Kaynak
Far Cry 2

Küresel denge her geçen gün biraz daha sarsılıyor. Sadece insan, evet birkaç
insan, tüm bunlara sebep. Yeni görevim hakkında hiçbir bilgim yoktu. Doğrusu
yeni bir maceraya atılacak kadar sağlam birisi olup olmadığımdan da şüphelenmeye
başlamıştım.

Afrika’da bir yer. İsmi pek de önemli değil. Umulmadık bir anda zengin
olabileceğiniz gibi, ölebilirsiniz de. Son zamanlarda çatışmalar giderek artmış
burada. Bölümlenmeler olmuş. UFLL ve APR isimlerinde başı çeken gruplar var. Bir
isimden bahsediliyormuş sürekli. İç savaşa zemin olarak sağladığı silahlarla
kilit noktasını oluşturuyormuş bu adam. İsmi ya da lakabı “The Jackal”, işte
yeni görevim. Nereden başlamam gerektiğini henüz kestirmedim. Ayrıca ilacım da
bitmiş. Sanırım birkaç dost edinsem iyi olacak.

Bir fenomenin doğuşu

Yıl 2004, oyun tarihinde görülmemiş bir rekabet yaşanmakta, Doom 3 ve Half Life
2 arasındaki düello, son hızla devam etmekteydi. Sonra bir video yayımlandı.

Sağlanan Veriler
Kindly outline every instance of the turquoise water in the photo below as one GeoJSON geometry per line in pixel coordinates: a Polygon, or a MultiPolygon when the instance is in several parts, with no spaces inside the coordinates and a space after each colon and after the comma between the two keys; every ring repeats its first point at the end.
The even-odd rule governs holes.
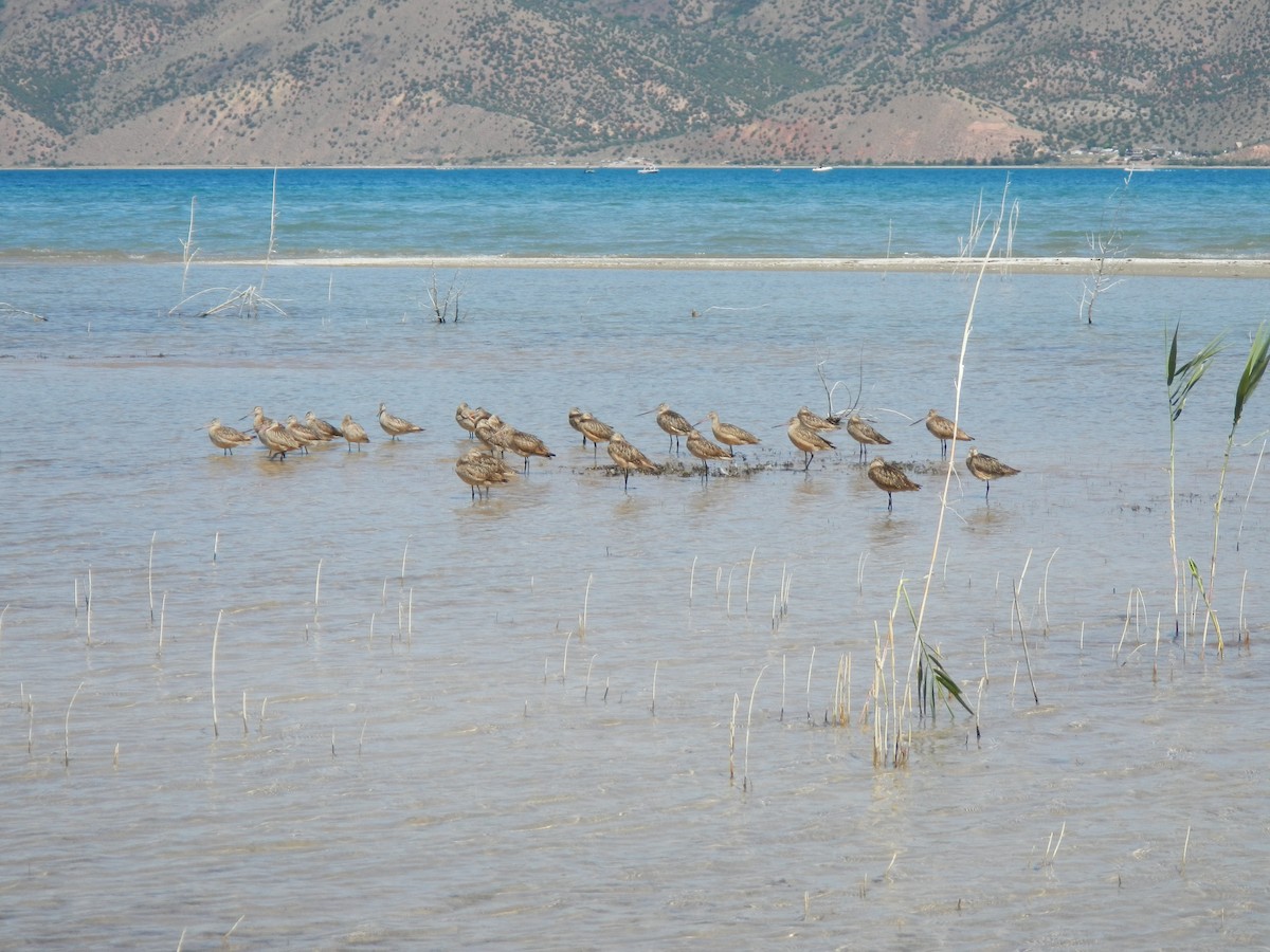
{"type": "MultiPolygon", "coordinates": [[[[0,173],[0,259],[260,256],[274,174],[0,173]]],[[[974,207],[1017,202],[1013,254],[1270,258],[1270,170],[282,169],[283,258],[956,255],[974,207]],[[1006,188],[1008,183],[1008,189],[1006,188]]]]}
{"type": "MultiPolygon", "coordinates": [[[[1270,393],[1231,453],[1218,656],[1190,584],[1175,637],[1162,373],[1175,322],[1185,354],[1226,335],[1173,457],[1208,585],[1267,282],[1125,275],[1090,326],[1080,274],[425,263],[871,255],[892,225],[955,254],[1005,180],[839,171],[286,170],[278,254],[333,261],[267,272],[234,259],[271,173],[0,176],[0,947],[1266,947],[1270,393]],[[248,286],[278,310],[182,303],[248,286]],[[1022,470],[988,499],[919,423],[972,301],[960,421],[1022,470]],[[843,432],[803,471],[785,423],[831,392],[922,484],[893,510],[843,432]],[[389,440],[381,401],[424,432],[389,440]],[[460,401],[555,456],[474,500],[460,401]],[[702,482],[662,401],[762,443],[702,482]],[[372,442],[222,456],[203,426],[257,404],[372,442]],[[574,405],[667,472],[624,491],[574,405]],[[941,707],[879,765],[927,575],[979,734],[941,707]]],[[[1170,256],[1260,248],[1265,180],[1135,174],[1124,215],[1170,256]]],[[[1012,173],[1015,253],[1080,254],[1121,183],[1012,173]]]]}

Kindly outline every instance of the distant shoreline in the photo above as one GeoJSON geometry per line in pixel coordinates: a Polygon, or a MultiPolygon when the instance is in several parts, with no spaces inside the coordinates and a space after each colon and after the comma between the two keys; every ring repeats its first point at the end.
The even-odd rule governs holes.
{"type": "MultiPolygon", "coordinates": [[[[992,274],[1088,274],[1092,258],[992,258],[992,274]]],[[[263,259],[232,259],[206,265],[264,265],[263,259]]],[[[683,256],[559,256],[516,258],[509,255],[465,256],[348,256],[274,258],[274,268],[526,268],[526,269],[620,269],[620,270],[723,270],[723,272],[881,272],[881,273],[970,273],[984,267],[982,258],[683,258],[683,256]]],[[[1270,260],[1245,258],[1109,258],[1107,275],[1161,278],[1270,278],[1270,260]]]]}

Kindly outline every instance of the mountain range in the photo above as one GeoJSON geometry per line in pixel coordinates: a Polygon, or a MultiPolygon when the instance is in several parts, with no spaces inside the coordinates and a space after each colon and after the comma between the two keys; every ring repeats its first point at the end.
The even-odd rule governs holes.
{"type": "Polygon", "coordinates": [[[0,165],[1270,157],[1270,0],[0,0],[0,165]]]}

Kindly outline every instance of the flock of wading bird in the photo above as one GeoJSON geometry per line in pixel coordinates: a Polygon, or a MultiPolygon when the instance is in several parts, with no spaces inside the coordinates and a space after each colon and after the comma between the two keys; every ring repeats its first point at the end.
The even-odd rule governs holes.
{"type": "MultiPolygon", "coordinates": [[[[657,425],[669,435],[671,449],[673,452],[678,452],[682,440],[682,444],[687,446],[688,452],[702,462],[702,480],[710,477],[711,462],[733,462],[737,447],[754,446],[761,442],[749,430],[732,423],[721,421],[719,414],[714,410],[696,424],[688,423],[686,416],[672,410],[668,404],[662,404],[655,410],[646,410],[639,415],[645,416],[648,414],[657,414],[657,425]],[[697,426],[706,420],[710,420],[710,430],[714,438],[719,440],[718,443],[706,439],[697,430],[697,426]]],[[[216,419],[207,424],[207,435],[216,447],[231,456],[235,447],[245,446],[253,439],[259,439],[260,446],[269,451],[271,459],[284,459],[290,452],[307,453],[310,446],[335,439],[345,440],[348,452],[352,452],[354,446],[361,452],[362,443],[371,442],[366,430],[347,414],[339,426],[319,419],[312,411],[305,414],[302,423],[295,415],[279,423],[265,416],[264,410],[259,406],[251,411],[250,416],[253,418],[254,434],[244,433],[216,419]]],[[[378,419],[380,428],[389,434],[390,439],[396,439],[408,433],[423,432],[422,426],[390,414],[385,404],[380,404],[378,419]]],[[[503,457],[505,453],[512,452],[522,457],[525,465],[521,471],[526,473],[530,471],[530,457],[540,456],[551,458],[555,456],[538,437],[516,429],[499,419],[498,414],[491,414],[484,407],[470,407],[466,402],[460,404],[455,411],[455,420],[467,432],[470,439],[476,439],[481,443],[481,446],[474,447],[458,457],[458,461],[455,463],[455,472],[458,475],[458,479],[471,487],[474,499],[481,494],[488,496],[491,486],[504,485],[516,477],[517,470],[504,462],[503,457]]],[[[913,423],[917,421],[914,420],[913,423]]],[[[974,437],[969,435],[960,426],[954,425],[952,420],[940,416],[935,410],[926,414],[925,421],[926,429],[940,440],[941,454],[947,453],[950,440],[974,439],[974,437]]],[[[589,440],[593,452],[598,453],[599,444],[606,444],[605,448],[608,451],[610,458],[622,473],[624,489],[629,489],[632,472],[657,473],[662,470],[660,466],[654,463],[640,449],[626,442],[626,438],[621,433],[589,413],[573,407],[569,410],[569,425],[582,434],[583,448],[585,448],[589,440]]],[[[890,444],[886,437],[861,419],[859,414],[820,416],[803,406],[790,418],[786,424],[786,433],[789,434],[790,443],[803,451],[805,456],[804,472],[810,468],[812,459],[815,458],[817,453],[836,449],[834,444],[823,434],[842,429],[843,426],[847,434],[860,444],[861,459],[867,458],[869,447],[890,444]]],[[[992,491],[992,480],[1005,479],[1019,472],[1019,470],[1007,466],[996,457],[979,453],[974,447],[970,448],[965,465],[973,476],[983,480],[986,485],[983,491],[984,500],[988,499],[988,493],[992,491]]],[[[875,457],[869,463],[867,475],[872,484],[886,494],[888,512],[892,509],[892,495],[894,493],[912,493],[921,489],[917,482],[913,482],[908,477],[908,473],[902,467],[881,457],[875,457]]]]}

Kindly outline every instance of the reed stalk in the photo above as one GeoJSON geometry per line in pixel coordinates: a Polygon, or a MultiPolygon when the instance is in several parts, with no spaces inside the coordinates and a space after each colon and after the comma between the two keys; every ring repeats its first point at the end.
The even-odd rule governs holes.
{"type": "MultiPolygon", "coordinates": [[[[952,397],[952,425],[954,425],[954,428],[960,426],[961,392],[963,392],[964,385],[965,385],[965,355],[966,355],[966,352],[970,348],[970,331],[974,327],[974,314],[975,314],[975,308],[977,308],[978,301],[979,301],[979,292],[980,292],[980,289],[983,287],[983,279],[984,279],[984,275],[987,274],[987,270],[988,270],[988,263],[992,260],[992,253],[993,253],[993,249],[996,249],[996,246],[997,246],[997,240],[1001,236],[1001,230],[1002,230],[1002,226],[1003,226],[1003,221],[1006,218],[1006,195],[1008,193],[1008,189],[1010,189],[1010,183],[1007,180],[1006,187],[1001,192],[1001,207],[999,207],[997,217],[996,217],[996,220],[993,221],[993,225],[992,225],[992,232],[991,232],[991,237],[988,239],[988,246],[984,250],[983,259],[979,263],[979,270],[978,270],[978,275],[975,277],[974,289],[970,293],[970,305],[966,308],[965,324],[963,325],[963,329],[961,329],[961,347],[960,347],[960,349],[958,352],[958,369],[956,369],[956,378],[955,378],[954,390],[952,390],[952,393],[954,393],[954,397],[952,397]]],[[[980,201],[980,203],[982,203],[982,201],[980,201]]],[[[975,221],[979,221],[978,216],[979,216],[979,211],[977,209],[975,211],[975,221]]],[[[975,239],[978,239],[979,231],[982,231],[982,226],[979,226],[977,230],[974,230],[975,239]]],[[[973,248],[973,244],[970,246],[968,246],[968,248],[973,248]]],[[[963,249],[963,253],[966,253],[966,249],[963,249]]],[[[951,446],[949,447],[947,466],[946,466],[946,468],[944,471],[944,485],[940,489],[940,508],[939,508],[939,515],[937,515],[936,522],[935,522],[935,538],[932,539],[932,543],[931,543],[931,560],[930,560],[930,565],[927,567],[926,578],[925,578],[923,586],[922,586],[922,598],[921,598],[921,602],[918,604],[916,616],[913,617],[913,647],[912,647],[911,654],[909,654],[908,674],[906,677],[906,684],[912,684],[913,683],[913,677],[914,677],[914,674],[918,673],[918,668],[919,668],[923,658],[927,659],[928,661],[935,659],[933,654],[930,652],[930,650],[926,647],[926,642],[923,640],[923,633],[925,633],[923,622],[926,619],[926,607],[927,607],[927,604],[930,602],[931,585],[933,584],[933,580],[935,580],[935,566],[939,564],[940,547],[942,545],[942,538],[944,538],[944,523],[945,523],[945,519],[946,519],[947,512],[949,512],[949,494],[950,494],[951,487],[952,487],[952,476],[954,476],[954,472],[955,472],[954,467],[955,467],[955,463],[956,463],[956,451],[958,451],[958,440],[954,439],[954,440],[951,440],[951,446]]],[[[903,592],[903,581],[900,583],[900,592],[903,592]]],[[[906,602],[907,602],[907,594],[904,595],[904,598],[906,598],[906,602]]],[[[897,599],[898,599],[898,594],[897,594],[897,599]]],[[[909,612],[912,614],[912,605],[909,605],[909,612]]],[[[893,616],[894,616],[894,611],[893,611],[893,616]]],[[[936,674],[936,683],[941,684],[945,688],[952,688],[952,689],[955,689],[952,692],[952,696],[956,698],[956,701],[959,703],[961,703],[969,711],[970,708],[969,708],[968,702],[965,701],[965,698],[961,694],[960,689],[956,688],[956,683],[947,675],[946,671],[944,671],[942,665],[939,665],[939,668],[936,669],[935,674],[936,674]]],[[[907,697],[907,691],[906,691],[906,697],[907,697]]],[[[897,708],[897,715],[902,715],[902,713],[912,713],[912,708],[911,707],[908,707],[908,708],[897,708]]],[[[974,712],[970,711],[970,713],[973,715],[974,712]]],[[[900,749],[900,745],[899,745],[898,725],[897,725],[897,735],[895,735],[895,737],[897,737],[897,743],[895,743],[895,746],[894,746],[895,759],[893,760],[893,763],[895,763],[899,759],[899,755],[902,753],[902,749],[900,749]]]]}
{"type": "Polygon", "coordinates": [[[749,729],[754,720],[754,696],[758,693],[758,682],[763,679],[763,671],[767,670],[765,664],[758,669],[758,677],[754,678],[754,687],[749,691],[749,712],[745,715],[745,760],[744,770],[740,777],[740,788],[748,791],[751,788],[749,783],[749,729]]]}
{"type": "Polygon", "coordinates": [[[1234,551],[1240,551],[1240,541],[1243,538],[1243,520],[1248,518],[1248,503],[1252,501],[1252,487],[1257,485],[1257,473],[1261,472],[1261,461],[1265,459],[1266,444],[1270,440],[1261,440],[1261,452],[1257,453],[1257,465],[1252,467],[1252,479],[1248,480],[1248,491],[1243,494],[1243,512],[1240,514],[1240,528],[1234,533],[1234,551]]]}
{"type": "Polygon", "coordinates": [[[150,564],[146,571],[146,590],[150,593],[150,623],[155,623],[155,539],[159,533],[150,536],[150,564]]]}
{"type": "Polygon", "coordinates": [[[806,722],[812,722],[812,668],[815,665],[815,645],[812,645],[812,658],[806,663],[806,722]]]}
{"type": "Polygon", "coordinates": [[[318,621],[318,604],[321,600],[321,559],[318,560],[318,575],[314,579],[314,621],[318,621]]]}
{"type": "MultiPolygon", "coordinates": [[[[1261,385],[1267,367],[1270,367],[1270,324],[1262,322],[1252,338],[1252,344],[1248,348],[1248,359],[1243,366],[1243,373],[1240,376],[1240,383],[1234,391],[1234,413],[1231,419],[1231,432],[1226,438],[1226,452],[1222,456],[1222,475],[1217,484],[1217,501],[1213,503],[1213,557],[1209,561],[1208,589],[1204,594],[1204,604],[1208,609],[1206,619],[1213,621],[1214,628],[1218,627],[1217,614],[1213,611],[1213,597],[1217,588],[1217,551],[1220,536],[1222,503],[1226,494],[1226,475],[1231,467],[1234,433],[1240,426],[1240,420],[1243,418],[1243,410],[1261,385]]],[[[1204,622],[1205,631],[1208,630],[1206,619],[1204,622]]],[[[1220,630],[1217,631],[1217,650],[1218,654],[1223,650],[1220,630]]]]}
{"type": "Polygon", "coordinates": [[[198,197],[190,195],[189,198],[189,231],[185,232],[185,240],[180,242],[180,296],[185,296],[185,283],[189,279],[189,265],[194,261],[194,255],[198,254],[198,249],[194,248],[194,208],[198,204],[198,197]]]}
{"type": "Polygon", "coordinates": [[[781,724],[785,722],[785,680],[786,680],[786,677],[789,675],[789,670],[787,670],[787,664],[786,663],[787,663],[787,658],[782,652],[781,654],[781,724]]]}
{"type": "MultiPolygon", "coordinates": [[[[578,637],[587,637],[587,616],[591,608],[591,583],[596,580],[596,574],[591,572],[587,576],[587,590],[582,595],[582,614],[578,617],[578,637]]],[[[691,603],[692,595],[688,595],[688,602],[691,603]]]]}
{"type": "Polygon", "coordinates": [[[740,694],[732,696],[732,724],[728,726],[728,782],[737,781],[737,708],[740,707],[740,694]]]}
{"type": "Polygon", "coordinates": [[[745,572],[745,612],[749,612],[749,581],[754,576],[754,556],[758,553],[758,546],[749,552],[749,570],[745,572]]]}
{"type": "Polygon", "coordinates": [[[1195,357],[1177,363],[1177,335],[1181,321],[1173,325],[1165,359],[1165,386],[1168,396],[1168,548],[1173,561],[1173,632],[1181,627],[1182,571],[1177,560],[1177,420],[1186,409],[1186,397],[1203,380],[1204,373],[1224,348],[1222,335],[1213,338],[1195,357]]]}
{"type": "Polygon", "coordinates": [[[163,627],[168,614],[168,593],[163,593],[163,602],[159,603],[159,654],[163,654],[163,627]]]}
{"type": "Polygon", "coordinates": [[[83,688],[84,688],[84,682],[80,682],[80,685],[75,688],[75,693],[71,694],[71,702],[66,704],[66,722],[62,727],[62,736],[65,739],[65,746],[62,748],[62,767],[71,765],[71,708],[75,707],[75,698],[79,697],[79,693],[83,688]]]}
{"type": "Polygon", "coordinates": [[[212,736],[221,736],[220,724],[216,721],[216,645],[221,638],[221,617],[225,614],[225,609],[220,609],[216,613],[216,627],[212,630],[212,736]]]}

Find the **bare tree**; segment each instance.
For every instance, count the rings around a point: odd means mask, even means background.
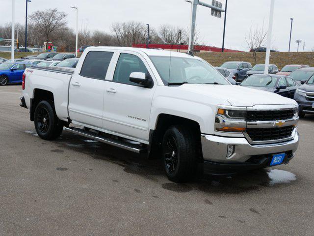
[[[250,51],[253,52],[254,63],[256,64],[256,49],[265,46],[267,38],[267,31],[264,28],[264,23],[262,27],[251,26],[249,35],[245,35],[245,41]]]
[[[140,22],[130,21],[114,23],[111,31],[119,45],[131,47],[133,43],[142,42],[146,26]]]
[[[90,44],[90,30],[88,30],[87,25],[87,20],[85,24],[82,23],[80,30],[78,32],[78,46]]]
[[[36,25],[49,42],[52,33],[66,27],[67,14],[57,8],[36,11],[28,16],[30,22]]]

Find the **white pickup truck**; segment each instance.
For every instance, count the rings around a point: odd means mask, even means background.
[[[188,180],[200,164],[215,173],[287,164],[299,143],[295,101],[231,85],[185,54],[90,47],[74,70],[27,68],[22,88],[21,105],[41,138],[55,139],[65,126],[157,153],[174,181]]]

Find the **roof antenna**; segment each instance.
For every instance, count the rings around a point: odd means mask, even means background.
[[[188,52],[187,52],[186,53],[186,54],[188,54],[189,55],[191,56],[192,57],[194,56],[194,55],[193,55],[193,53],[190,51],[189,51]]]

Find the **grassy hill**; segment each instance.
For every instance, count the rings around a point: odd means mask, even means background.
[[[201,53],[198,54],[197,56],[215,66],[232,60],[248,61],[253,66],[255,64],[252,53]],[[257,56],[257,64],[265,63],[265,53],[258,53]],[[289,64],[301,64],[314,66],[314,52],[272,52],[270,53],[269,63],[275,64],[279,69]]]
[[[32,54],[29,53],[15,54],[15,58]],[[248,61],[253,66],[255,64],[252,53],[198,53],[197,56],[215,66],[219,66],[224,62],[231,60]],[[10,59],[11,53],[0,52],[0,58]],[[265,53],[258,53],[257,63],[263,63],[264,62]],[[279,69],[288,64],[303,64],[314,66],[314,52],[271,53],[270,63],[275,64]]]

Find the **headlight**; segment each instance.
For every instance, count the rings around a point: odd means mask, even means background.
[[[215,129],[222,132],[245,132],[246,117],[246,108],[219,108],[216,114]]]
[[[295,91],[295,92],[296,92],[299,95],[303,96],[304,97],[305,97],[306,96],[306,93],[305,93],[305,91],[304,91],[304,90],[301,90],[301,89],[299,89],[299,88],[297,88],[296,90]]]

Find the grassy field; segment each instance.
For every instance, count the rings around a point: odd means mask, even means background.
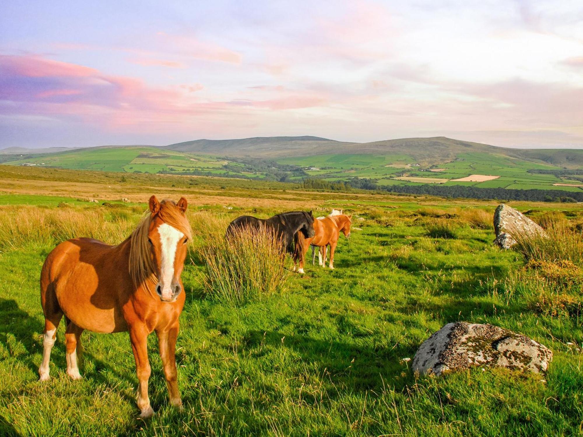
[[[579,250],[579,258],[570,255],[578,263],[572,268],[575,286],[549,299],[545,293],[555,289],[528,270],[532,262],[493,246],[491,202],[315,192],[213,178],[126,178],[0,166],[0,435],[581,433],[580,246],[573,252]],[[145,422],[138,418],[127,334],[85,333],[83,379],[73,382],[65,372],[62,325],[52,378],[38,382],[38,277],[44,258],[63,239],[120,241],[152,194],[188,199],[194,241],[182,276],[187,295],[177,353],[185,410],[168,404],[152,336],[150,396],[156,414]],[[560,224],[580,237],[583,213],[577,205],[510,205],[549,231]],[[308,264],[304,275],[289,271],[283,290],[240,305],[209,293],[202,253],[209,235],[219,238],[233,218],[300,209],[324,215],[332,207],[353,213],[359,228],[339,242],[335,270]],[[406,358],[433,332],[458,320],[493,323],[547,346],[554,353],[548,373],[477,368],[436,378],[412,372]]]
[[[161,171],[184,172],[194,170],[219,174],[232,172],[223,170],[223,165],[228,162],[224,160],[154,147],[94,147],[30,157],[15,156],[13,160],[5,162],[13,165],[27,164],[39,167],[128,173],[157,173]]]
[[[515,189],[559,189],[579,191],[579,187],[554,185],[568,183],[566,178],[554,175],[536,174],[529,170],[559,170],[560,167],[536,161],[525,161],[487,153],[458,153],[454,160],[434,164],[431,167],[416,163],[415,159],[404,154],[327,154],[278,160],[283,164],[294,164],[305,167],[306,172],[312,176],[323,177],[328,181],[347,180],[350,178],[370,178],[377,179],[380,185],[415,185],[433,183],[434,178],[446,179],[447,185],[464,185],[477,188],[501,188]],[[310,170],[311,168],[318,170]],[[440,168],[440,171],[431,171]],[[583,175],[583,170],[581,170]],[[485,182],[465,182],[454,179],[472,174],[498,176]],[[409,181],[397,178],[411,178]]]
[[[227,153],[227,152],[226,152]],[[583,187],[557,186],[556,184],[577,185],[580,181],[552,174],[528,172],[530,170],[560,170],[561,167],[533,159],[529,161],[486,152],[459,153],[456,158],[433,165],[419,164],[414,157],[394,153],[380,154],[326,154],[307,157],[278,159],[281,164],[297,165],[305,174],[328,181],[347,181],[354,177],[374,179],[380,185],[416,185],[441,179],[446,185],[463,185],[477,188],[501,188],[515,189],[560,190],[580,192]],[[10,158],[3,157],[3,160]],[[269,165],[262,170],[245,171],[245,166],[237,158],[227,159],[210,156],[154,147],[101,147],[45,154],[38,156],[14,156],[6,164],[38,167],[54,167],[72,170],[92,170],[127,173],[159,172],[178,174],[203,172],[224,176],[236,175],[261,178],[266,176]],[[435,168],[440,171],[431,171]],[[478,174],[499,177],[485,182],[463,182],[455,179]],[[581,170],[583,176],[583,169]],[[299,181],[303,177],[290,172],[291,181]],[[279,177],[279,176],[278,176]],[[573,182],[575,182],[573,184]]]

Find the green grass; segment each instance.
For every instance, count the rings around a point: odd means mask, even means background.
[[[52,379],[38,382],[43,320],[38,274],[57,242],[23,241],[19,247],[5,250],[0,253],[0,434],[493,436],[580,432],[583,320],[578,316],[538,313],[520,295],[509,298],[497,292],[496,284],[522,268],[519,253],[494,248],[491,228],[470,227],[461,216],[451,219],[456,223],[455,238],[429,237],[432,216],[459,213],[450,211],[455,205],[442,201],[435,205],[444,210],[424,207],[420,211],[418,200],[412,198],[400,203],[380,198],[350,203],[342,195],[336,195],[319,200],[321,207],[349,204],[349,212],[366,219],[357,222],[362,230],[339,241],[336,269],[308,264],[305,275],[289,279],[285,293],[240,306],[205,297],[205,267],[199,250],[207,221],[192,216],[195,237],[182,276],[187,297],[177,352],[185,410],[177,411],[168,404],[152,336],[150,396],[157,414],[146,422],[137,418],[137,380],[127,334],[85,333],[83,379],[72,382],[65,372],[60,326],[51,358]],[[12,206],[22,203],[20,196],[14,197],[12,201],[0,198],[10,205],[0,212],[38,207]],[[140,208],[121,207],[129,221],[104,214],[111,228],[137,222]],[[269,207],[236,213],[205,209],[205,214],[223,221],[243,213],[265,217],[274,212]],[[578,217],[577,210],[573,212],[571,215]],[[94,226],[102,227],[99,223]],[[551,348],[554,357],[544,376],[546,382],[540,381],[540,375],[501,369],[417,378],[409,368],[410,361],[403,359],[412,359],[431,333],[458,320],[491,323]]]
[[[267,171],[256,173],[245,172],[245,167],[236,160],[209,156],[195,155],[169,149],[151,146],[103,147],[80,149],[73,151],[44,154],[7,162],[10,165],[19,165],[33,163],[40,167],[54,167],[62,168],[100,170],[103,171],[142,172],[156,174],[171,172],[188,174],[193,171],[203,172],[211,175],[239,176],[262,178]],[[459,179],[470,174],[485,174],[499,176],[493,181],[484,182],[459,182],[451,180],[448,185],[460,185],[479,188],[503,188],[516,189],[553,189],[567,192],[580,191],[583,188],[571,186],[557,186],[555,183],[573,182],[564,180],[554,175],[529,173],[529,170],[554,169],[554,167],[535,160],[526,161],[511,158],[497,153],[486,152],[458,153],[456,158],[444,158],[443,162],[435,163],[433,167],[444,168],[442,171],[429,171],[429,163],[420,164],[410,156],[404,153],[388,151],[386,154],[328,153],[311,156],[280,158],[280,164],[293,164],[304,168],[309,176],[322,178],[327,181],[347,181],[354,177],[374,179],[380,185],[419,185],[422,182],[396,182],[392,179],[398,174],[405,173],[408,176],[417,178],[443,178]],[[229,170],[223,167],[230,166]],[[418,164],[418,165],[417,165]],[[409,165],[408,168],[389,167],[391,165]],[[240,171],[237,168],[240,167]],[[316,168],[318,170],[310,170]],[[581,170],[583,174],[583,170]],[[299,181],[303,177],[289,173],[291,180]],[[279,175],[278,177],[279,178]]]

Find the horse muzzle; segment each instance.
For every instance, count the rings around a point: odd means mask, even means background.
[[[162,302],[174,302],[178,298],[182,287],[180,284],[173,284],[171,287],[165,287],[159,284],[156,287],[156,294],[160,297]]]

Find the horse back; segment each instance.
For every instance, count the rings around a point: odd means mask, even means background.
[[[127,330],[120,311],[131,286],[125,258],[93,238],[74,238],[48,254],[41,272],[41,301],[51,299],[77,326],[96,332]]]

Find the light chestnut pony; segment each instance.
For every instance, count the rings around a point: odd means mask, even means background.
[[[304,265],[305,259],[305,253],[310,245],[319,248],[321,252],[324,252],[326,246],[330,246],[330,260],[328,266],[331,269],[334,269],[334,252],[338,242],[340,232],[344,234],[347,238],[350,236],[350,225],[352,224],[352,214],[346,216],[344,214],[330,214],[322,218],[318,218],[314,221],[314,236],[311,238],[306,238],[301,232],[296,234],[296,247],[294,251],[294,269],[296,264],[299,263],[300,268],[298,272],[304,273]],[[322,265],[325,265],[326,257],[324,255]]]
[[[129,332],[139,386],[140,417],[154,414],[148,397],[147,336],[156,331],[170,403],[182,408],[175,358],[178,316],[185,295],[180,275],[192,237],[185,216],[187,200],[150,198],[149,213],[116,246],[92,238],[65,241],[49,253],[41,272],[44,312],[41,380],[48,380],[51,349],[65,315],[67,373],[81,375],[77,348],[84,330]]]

Görevler
- a) Far Cry 2 yazısındaki "Küresel denge her" ifadesinden "başlamıştım." ifadesine kadar olan kısmı lütfen aynen yazın.
- b) Far Cry 2 yazısına göre 2004 yılında hangi iki oyun arasında düello yaşanıyordu?
Verilerin Far Cry 2 yazısıyla hiçbir ilgisi yoktur.

Görev Yanıtları
- a)
Küresel denge her geçen gün biraz daha sarsılıyor. Sadece insan, evet birkaç
insan, tüm bunlara sebep. Yeni görevim hakkında hiçbir bilgim yoktu. Doğrusu
yeni bir maceraya atılacak kadar sağlam birisi olup olmadığımdan da şüphelenmeye
başlamıştım.

- b) Doom 3 ve Half Life 2.